◆ EXERCISE GOAL
Repeat all the lines below exactly, but omit the pictures.

◆ DATA EXCERPTS
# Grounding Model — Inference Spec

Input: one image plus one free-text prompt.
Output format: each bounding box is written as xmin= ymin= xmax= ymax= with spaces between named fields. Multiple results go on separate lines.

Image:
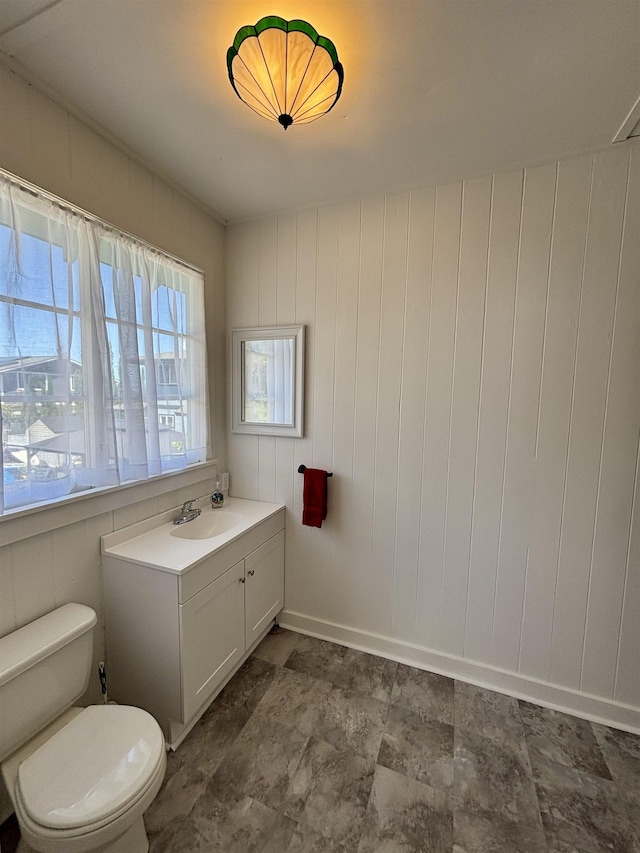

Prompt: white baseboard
xmin=279 ymin=610 xmax=640 ymax=735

◆ ANSWER TO THIS PROBLEM
# Grounding Model — Inference Spec

Input: one image plus one free-text prompt.
Output format: each bounding box is written as xmin= ymin= xmax= ymax= with spaces between named fields. Multiple results go on separate lines.

Image:

Prompt: white baseboard
xmin=279 ymin=610 xmax=640 ymax=735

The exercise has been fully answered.